Object position labeling entries.
——————
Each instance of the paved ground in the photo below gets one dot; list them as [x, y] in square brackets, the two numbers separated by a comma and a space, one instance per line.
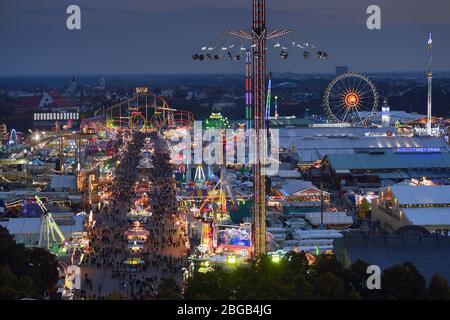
[165, 253]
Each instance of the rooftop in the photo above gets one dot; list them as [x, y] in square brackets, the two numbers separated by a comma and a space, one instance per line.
[367, 161]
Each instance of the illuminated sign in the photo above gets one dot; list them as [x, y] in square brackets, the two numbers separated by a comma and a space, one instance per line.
[50, 116]
[419, 150]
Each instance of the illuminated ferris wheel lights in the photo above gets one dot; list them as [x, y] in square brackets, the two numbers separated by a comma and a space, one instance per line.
[351, 98]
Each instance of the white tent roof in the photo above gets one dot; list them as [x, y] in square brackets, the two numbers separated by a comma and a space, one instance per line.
[293, 186]
[333, 218]
[63, 182]
[416, 195]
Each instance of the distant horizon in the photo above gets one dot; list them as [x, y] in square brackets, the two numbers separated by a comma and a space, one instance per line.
[155, 37]
[207, 74]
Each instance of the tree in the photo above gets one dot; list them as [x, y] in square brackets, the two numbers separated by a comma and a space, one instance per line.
[116, 296]
[438, 288]
[13, 287]
[329, 287]
[169, 290]
[364, 209]
[42, 268]
[403, 282]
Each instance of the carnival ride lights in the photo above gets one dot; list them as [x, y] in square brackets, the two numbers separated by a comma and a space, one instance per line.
[50, 236]
[146, 110]
[217, 121]
[257, 40]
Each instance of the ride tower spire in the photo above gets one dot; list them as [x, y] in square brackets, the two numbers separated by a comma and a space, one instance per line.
[259, 33]
[430, 84]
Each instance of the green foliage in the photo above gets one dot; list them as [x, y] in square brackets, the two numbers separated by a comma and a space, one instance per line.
[403, 282]
[24, 273]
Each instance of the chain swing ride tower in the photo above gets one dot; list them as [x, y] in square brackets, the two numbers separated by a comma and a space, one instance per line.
[255, 96]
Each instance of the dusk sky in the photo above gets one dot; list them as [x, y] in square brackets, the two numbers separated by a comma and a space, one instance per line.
[155, 36]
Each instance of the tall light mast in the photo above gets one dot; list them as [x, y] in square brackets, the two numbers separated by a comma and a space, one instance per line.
[248, 88]
[259, 33]
[430, 81]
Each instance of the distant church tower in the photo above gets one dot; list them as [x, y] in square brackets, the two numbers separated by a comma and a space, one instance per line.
[72, 89]
[430, 81]
[385, 114]
[102, 83]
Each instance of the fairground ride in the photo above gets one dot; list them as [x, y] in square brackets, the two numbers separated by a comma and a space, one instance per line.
[50, 236]
[351, 98]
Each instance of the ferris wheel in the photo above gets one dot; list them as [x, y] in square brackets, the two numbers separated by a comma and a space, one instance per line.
[351, 98]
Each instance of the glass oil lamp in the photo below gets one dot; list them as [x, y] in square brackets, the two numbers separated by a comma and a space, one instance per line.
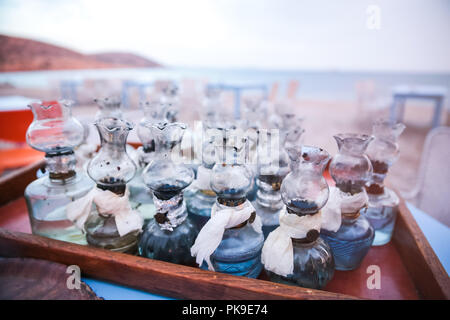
[111, 169]
[383, 202]
[169, 101]
[239, 252]
[170, 235]
[273, 166]
[111, 107]
[55, 132]
[108, 107]
[304, 192]
[141, 197]
[351, 170]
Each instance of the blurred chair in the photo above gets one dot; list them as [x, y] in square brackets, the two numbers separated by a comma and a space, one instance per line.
[401, 93]
[274, 92]
[14, 123]
[432, 191]
[292, 89]
[369, 101]
[69, 90]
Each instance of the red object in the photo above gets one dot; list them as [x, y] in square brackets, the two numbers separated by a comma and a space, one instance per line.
[14, 124]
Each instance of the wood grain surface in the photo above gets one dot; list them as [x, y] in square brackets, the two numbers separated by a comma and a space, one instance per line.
[34, 279]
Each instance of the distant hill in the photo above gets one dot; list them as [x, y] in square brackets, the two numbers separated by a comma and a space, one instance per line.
[18, 54]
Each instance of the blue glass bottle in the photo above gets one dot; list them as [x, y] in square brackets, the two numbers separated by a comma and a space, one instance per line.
[273, 166]
[305, 192]
[55, 132]
[111, 169]
[200, 198]
[170, 235]
[351, 169]
[141, 196]
[383, 202]
[239, 252]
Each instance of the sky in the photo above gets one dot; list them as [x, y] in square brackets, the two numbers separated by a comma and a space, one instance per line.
[344, 35]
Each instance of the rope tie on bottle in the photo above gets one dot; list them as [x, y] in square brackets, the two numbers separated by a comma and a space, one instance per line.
[340, 203]
[222, 217]
[107, 203]
[278, 252]
[170, 213]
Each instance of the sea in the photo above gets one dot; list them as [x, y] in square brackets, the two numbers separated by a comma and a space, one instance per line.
[317, 85]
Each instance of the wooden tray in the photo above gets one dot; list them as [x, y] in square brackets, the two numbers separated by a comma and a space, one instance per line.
——————
DESCRIPTION OF THE TASK.
Lay out every row above as a numbered list, skipping any blank lines. Leave the pictures out.

PROBLEM SOLUTION.
1. Each instance of the paved ground in the photo below gets one dot; list them as [x, y] in square brackets, the two numbers separated by a comma and a space, one instance per line.
2. [165, 253]
3. Each instance of the rooftop in the photo above gets one dot; list them as [x, y] in square brackets, the two numbers separated by a comma and a space, one instance per line.
4. [367, 161]
5. Each instance of the illuminated sign in the photo above gets one dot; list them as [x, y] in square brackets, the two numbers separated by a comma and a space, one instance per line.
6. [50, 116]
7. [419, 150]
8. Each instance of the illuminated ferris wheel lights in the photo above gets one dot; list them as [x, y] in square brackets, the two numbers separated by a comma and a space, one instance per line.
9. [351, 98]
10. Each instance of the white tent roof in the photo above gets one dot; list them as [x, y] in square brackets, the two numbers separated by a comma and a space, one instance per line.
11. [293, 186]
12. [333, 218]
13. [63, 182]
14. [416, 195]
15. Each instance of the distant horizon in the photo above gets one dot; list them as [x, y] in square brackets, the two numbers separated by a comma and a space, one instance per line.
16. [155, 37]
17. [207, 74]
18. Each instance of the tree in the photo above gets one dot; list them as [x, y] in square brackets, the two numbers separated by a comma and a space, one instance per line.
19. [116, 296]
20. [438, 288]
21. [13, 287]
22. [329, 287]
23. [169, 290]
24. [364, 209]
25. [42, 268]
26. [403, 282]
27. Each instance of the carnival ride lights in the photo above gets one dot; list them as [x, y] in square brackets, the two numbers separated by a comma and a space, one instance per line.
28. [50, 236]
29. [146, 110]
30. [217, 121]
31. [257, 40]
32. Each instance of the ride tower spire in the photo above gets one dot; list them as [x, y] in square brackets, the two numbers separated by a comma and a space, one instance per line.
33. [259, 33]
34. [430, 84]
35. Each instance of the green foliage in the photo above gets one dot; list them as [x, y] in square brackets, the two numbers separated by a comma and a space, one instance per line.
36. [403, 282]
37. [24, 273]
38. Each instance of the chain swing ride tower in the photo above gets one dot; list them as [x, y] in square brackets, the two numbers separated by a comma and a space, one instance per line.
39. [255, 96]
40. Each instance of the dusk sky in the photo above gets one dot; list them as [x, y] in square brackets, the two numbers separated by a comma and a space, one instance per line.
41. [155, 36]
42. Each instance of the tall light mast in the photo above gets one dot; list them as [x, y] in square brackets, the two numbers separated by a comma and a space, one instance per line.
43. [248, 88]
44. [259, 33]
45. [430, 81]
46. Each instance of the distant church tower in the photo above gets one dot; list them as [x, y] in square brackets, the two numbers separated by a comma and a space, one instance per line.
47. [72, 89]
48. [430, 81]
49. [385, 114]
50. [102, 83]
51. Each instance of the fairground ride in the photo above gets one dot; list them as [x, y] in square brackets, the two numbers separated by a comma and a space, one instance per line.
52. [50, 236]
53. [351, 98]
54. Each instance of the ferris wheel in the photo above gets one dot; list them as [x, y] in square brackets, the two numbers separated by a comma and a space, one instance per line.
55. [351, 98]
56. Each instance of the glass oil lamp in the photo below gets one dot; list them as [x, y] in square brackets, the two numbers separated by a comma and a space, one instance per line.
57. [111, 169]
58. [383, 202]
59. [169, 101]
60. [239, 252]
61. [170, 235]
62. [273, 166]
63. [111, 107]
64. [55, 132]
65. [108, 107]
66. [304, 192]
67. [141, 197]
68. [351, 170]
69. Each instance of the blurred chair in the photo above gets one dot; list them as [x, y] in square brackets, the two numbers separated by a comma and a space, one instance per line.
70. [401, 93]
71. [274, 92]
72. [14, 123]
73. [432, 191]
74. [292, 89]
75. [369, 101]
76. [69, 90]
77. Each instance of the red object in the photo above gets one dot; list them as [x, y] in square brackets, the two numbers separated by a comma and a space, one instance per line.
78. [14, 124]
79. Each instance of the wood grain surface in the photo above gets one dot; list them as [x, y] in square brackets, the two numbers separated by a comma and a space, one instance per line.
80. [34, 279]
81. Each instance of the distant hill in the photo above gets one dot; list them as [x, y] in square brackets, the two numbers separated by a comma and a space, one instance per line.
82. [18, 54]
83. Each instance of the blue glass bottle in the photo above gets one dot; list them as [x, y] in square brackets, the two numbers separated by a comma and a space, one instance per line.
84. [273, 166]
85. [305, 192]
86. [55, 132]
87. [111, 169]
88. [200, 198]
89. [170, 235]
90. [351, 169]
91. [141, 196]
92. [383, 202]
93. [239, 252]
94. Each instance of the sky in the photo above gets one dot; list them as [x, y] in square brackets, the two numbers separated by a comma and a space, one instance per line.
95. [344, 35]
96. Each instance of the rope tie on bottle in the photo above gets one dot; list them as [x, y] in square brackets, the two numbers separated by a comma and a space, one instance per line.
97. [340, 203]
98. [222, 217]
99. [107, 203]
100. [278, 252]
101. [170, 213]
102. Each instance of the sea in the photo above gets one dot; list them as [x, y] in square brackets, the two numbers separated by a comma and a space, one instance per line.
103. [317, 85]
104. Each instance of the wooden tray in the photo above gets one dot; list them as [x, y] in square brackets, the two numbers separated by a comma and a space, one instance per line.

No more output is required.